Short exercise>
Copy every record word for word.

Exercise material>
▬▬▬▬▬▬▬▬▬▬
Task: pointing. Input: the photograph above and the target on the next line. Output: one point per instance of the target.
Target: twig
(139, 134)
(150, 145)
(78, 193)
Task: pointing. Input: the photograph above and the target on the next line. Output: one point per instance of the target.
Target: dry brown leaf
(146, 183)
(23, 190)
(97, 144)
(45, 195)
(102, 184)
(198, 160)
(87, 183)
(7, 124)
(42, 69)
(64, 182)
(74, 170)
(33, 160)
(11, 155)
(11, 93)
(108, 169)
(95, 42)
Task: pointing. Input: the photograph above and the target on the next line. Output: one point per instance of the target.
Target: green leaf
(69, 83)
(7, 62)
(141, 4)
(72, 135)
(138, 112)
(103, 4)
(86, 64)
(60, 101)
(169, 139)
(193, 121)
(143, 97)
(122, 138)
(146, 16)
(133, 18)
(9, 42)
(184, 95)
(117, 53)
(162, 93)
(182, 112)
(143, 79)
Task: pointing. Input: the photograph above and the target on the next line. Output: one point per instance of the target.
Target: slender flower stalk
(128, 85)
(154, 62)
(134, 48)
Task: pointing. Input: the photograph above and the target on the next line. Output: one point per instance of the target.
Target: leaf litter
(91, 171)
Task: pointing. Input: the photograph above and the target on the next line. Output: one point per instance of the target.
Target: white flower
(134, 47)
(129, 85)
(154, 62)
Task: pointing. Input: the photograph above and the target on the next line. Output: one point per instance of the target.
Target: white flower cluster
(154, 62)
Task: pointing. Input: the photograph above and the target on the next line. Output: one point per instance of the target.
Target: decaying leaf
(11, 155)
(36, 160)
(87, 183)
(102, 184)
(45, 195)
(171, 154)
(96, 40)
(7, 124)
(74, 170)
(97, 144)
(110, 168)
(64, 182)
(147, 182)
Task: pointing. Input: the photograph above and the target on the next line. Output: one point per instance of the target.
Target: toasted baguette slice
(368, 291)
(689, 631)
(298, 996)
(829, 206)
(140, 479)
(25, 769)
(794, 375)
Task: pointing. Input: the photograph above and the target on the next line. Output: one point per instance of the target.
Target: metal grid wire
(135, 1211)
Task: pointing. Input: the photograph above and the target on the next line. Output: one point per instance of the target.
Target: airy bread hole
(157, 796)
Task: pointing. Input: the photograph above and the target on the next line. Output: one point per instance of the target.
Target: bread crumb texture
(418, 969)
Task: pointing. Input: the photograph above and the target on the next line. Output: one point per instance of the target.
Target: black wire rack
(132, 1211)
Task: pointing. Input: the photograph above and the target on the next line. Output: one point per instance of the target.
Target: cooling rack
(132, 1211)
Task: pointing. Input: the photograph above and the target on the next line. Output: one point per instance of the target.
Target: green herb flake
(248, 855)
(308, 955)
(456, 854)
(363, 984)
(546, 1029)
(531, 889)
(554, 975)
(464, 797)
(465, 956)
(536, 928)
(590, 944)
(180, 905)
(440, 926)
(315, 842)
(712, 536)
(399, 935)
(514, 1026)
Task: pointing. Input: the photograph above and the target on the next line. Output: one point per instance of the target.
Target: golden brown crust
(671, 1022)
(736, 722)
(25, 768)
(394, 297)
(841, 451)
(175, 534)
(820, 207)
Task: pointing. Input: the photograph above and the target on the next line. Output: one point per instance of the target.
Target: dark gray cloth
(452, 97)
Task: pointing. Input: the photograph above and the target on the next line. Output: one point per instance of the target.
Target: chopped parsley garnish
▬▬▬▬▬▬▬▬▬▬
Task answer>
Task: pointing. Input: the photograph above and the target on the next line. Output: one point per instance of the target.
Target: twig
(139, 134)
(150, 145)
(78, 193)
Task: pointing. Input: the photograph above and the target on the next line. Output: one point per instance of the target.
Target: dry brown leaf
(146, 183)
(23, 190)
(97, 144)
(45, 195)
(102, 184)
(198, 160)
(87, 183)
(7, 124)
(42, 69)
(64, 182)
(74, 170)
(33, 160)
(11, 155)
(11, 93)
(108, 169)
(95, 42)
Task: pointing. Input: the photograph above and the target on the next line. Output: one point per instance of the target.
Target: green leaf
(69, 83)
(7, 62)
(141, 4)
(72, 135)
(138, 112)
(103, 4)
(86, 64)
(60, 101)
(169, 139)
(193, 121)
(143, 97)
(122, 138)
(146, 16)
(133, 18)
(9, 42)
(184, 95)
(117, 53)
(162, 93)
(182, 112)
(143, 79)
Task: pointing. Input: the photograph above and the target on the next line. Output: one point per instance of the target.
Target: slender flower stalk
(128, 85)
(154, 62)
(134, 48)
Task: pointing. Input: the photograph above and the target on the next line. Output: one point per instance of the target.
Target: leaf litter
(91, 171)
Task: pointing. Input: the photograph above and the target on the next line. Output: one point per instance of the target.
Target: white flower
(134, 47)
(129, 85)
(154, 62)
Task: pointing. Input: the photograph above and the target on the next line. Output: one point per instance of the target.
Target: white flower cluster
(154, 62)
Task: pointing. Input: the photograph above and the target on the next line. Output: one point per instance of the target.
Target: decaying leaf
(11, 155)
(36, 160)
(87, 183)
(102, 184)
(45, 195)
(171, 154)
(96, 40)
(7, 124)
(74, 170)
(97, 144)
(110, 168)
(64, 182)
(147, 182)
Task: pointing. Input: the photograph above and the target on the next line. Output: one point per instance of the target.
Target: toasted baguette slice
(368, 291)
(689, 631)
(298, 996)
(829, 206)
(140, 479)
(25, 769)
(794, 375)
Task: pointing. Input: the photograph above and the target on the next line. Output: one point per instance of the target.
Target: metal grid wire
(135, 1211)
Task: pointing. Input: the photograph above and the target on the next line. Output: one point per instance of the target.
Target: airy bread hole
(157, 796)
Task: pointing. Input: the photograph above and the target on the next line. Output: one point per instance of the target.
Target: bread crumb texture
(418, 969)
Task: pointing. Input: the photograph above and the target on the next line. Output: one point per instance of the target.
Target: black wire rack
(132, 1211)
Task: pointing. Input: the photograph above and the target on the next line. Output: one point per instance of the target.
Target: cooling rack
(132, 1211)
Task: pointing. Input: the photograph above and the target on the next line. Output: one point per instance of the target.
Target: green herb flake
(248, 855)
(308, 955)
(456, 854)
(363, 984)
(546, 1029)
(531, 889)
(554, 975)
(464, 797)
(465, 956)
(536, 928)
(590, 944)
(180, 905)
(440, 926)
(315, 842)
(712, 536)
(399, 935)
(514, 1026)
Task: pointing. Input: the photograph above and the target on the next line. Output: one point per instance of the target.
Target: golden brown crust
(671, 1022)
(736, 722)
(25, 768)
(394, 297)
(841, 451)
(175, 534)
(820, 207)
Task: pointing. Input: the photograph above and the target on the next line. Output: one point per instance of the target.
Target: dark gray cloth
(452, 97)
Task: pointing. Input: the photograph above and the target on the next line. Output: one point per instance of the target.
Target: chopped parsley garnish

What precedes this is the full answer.